(Stored items)
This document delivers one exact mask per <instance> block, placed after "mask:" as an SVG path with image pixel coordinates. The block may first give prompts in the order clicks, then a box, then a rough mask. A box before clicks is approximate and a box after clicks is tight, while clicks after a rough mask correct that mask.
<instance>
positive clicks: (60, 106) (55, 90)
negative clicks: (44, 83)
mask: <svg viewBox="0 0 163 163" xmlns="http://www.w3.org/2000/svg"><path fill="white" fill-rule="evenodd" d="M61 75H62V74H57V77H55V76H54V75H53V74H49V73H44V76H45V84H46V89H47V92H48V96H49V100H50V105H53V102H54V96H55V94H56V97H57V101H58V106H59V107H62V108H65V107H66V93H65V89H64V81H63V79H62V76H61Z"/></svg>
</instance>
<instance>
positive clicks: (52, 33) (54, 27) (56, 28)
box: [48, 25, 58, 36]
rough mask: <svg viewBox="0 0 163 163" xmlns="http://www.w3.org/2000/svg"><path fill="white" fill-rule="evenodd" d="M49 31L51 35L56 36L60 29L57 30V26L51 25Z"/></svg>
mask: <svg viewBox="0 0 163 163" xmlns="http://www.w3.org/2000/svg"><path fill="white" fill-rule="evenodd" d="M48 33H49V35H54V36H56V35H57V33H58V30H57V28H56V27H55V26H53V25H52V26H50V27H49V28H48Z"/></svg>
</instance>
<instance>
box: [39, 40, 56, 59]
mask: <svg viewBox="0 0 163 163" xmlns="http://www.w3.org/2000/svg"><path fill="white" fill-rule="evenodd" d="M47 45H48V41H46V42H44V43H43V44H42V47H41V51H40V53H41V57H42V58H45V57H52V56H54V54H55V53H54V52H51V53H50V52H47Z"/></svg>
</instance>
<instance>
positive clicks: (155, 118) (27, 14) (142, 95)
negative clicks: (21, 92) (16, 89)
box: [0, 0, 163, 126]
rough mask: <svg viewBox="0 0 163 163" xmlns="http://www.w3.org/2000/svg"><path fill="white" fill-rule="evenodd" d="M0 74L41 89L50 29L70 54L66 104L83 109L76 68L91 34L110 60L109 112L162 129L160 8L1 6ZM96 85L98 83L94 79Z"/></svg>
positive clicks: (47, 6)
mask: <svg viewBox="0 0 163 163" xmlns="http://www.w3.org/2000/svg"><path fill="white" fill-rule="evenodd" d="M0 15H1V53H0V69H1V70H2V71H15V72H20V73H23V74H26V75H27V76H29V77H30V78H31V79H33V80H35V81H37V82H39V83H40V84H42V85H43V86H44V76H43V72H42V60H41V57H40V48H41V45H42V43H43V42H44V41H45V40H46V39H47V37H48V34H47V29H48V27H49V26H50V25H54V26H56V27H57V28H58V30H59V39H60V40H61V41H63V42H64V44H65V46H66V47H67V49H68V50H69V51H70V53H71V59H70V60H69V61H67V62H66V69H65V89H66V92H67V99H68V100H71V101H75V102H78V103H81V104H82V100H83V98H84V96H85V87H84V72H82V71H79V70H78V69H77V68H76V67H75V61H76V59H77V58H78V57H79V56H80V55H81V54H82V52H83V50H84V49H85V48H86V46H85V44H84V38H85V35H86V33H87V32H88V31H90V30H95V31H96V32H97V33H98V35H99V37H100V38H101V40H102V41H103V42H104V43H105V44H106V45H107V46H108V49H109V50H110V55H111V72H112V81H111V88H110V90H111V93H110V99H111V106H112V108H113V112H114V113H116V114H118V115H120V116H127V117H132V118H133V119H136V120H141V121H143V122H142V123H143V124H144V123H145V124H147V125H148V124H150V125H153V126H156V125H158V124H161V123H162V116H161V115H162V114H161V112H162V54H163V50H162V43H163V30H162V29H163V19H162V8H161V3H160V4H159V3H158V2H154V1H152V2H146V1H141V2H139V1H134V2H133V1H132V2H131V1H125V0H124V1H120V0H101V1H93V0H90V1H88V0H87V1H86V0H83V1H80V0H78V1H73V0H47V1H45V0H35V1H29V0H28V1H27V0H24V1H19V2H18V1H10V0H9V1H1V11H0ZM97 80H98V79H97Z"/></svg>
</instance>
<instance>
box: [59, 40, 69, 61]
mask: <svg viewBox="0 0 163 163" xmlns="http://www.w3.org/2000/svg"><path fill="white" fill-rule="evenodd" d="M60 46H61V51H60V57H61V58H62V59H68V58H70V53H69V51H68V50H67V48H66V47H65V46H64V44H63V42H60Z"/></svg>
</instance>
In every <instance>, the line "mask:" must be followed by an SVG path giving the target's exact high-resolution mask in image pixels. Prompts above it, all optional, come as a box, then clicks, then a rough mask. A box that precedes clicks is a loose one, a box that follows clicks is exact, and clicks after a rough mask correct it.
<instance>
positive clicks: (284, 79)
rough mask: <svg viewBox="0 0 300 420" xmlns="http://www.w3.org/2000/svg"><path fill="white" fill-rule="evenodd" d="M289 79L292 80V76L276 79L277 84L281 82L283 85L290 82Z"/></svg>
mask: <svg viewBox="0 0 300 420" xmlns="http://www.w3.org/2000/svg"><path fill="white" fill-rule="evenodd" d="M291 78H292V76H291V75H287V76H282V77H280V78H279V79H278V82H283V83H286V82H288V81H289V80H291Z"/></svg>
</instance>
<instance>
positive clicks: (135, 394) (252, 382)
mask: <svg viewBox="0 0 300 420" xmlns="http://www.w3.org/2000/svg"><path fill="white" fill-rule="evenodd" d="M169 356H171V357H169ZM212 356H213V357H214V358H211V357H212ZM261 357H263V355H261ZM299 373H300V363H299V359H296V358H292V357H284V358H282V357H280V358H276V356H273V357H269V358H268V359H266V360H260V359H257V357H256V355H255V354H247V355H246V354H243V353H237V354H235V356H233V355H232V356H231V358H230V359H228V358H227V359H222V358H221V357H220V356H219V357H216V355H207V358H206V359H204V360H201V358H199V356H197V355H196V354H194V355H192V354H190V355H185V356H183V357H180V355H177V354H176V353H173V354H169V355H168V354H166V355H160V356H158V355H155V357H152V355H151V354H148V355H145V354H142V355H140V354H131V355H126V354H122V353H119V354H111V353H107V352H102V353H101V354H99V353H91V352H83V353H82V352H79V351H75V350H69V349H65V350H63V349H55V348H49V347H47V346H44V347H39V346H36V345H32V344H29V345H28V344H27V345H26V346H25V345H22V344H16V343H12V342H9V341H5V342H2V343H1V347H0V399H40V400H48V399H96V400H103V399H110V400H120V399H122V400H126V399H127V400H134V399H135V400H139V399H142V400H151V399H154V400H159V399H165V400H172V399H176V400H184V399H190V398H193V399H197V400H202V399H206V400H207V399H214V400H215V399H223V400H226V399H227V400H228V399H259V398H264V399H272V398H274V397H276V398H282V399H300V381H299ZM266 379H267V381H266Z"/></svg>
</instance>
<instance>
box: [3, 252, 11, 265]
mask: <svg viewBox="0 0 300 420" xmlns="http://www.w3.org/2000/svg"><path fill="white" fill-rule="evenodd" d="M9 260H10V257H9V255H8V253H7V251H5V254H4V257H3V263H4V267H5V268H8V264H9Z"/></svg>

### WORK TO BE COMPLETED:
Retype each of the records, word for word, with nothing added or dropped.

### SOLUTION TO THE EXERCISE:
This document delivers one exact mask per <instance> block, placed after "mask:" as an SVG path with image pixel coordinates. The block may first give prompts in the order clicks, then a box, then a rough mask. A box before clicks is approximate and a box after clicks is tight, while clicks after a rough mask correct that mask.
<instance>
positive clicks: (60, 106) (55, 90)
negative clicks: (44, 83)
mask: <svg viewBox="0 0 163 163" xmlns="http://www.w3.org/2000/svg"><path fill="white" fill-rule="evenodd" d="M61 75H62V74H57V77H55V76H54V75H53V74H49V73H44V76H45V84H46V89H47V92H48V96H49V100H50V105H53V102H54V96H55V94H56V97H57V101H58V106H59V107H62V108H65V107H66V93H65V89H64V81H63V79H62V76H61Z"/></svg>
</instance>
<instance>
positive clicks: (52, 33) (54, 27) (56, 28)
box: [48, 25, 58, 36]
rough mask: <svg viewBox="0 0 163 163" xmlns="http://www.w3.org/2000/svg"><path fill="white" fill-rule="evenodd" d="M49 31L51 35L56 36L60 29L57 30V26L51 25Z"/></svg>
mask: <svg viewBox="0 0 163 163" xmlns="http://www.w3.org/2000/svg"><path fill="white" fill-rule="evenodd" d="M48 33H49V35H54V36H56V35H57V33H58V30H57V28H56V27H55V26H53V25H52V26H50V27H49V28H48Z"/></svg>
</instance>
<instance>
box: [39, 40, 56, 59]
mask: <svg viewBox="0 0 163 163" xmlns="http://www.w3.org/2000/svg"><path fill="white" fill-rule="evenodd" d="M47 45H48V41H46V42H44V43H43V44H42V47H41V51H40V53H41V57H42V58H45V57H52V56H54V54H55V53H54V52H51V53H50V52H47Z"/></svg>
</instance>
<instance>
positive clicks: (155, 118) (27, 14) (142, 95)
negative clicks: (21, 92) (16, 89)
box: [0, 0, 163, 126]
rough mask: <svg viewBox="0 0 163 163" xmlns="http://www.w3.org/2000/svg"><path fill="white" fill-rule="evenodd" d="M0 74L41 89L50 29L70 54L66 104L83 109L76 68L91 34L110 60L109 112L162 129L160 8L1 6ZM96 85L98 83L94 79Z"/></svg>
positive clicks: (47, 6)
mask: <svg viewBox="0 0 163 163" xmlns="http://www.w3.org/2000/svg"><path fill="white" fill-rule="evenodd" d="M0 15H1V53H0V69H1V70H2V71H15V72H20V73H23V74H26V75H27V76H29V77H30V78H31V79H33V80H35V81H37V82H39V83H40V84H42V85H43V86H44V76H43V72H42V60H41V57H40V48H41V45H42V43H43V42H44V41H45V40H46V39H47V37H48V34H47V29H48V27H49V26H50V25H54V26H56V27H57V28H58V30H59V39H60V40H61V41H63V42H64V44H65V46H66V47H67V49H68V50H69V51H70V53H71V59H70V60H69V61H67V62H66V69H65V89H66V92H67V99H68V100H71V101H75V102H78V103H81V104H82V100H83V98H84V96H85V87H84V72H82V71H79V70H78V69H77V68H76V67H75V61H76V59H77V58H78V57H79V56H80V55H81V54H82V52H83V50H84V49H85V48H86V46H85V44H84V38H85V35H86V33H87V32H88V31H90V30H95V31H96V32H97V33H98V35H99V37H100V38H101V40H102V41H103V42H104V43H105V44H106V45H107V46H108V49H109V50H110V55H111V72H112V81H111V88H110V90H111V93H110V99H111V106H112V108H113V112H114V113H116V114H118V115H120V116H127V117H132V118H133V119H136V120H141V121H143V122H142V123H143V124H144V123H145V124H147V125H148V124H150V125H153V126H156V125H158V124H161V123H162V116H161V115H162V114H161V112H162V54H163V50H162V43H163V30H162V29H163V19H162V8H161V3H160V4H159V3H158V2H154V1H152V2H146V1H141V2H139V1H134V2H133V1H132V2H131V1H125V0H124V1H120V0H101V1H93V0H90V1H88V0H87V1H86V0H83V1H80V0H78V1H73V0H47V1H45V0H35V1H29V0H28V1H27V0H24V1H19V2H18V1H10V0H9V1H1V11H0ZM97 80H98V79H97Z"/></svg>
</instance>
<instance>
box: [59, 40, 69, 61]
mask: <svg viewBox="0 0 163 163" xmlns="http://www.w3.org/2000/svg"><path fill="white" fill-rule="evenodd" d="M60 46H61V51H60V57H61V58H62V59H68V58H70V53H69V51H68V50H67V48H66V47H65V46H64V44H63V42H60Z"/></svg>
</instance>
In every <instance>, the line "mask:" must be followed by an SVG path giving the target's exact high-resolution mask in image pixels. Prompts above it, all optional, come as a box, then clicks, then a rough mask. A box that precedes clicks is a loose one, a box that follows clicks is exact, and clicks after a rough mask correct it.
<instance>
positive clicks: (284, 79)
rough mask: <svg viewBox="0 0 300 420" xmlns="http://www.w3.org/2000/svg"><path fill="white" fill-rule="evenodd" d="M289 79L292 80V76L276 79L277 84L281 82L283 85L290 82Z"/></svg>
mask: <svg viewBox="0 0 300 420" xmlns="http://www.w3.org/2000/svg"><path fill="white" fill-rule="evenodd" d="M291 78H292V76H291V75H287V76H282V77H280V78H279V79H278V82H283V83H286V82H288V81H289V80H291Z"/></svg>
</instance>
<instance>
positive clicks: (135, 394) (252, 382)
mask: <svg viewBox="0 0 300 420" xmlns="http://www.w3.org/2000/svg"><path fill="white" fill-rule="evenodd" d="M169 356H171V357H169ZM212 356H213V357H214V358H211V357H212ZM261 357H263V355H261ZM299 373H300V363H299V359H296V358H292V357H284V358H282V357H280V358H276V356H273V357H269V358H268V359H266V360H260V359H257V357H256V355H255V354H247V355H246V354H243V353H237V354H235V356H233V355H232V356H231V358H230V359H228V358H227V359H222V358H221V357H220V356H219V357H216V355H207V358H206V359H204V360H201V358H199V356H197V355H196V354H194V355H192V354H190V355H185V356H183V357H180V355H177V354H176V353H173V354H169V355H168V354H166V355H160V356H158V355H155V357H152V355H151V354H148V355H145V354H142V355H140V354H131V355H126V354H122V353H119V354H111V353H107V352H102V353H101V354H99V353H91V352H83V353H82V352H79V351H75V350H69V349H65V350H63V349H55V348H49V347H47V346H44V347H39V346H36V345H32V344H29V345H28V344H27V345H26V346H25V345H22V344H16V343H12V342H9V341H5V342H2V343H1V347H0V399H40V400H48V399H96V400H103V399H110V400H120V399H122V400H126V399H127V400H134V399H135V400H139V399H142V400H151V399H154V400H159V399H165V400H172V399H176V400H184V399H190V398H193V399H197V400H202V399H206V400H207V399H214V400H215V399H223V400H226V399H227V400H228V399H259V398H264V399H272V398H274V397H276V398H282V399H300V381H299ZM266 379H267V381H266Z"/></svg>
</instance>
<instance>
box: [3, 252, 11, 265]
mask: <svg viewBox="0 0 300 420" xmlns="http://www.w3.org/2000/svg"><path fill="white" fill-rule="evenodd" d="M9 260H10V257H9V255H8V253H7V251H5V254H4V257H3V263H4V267H5V268H8V264H9Z"/></svg>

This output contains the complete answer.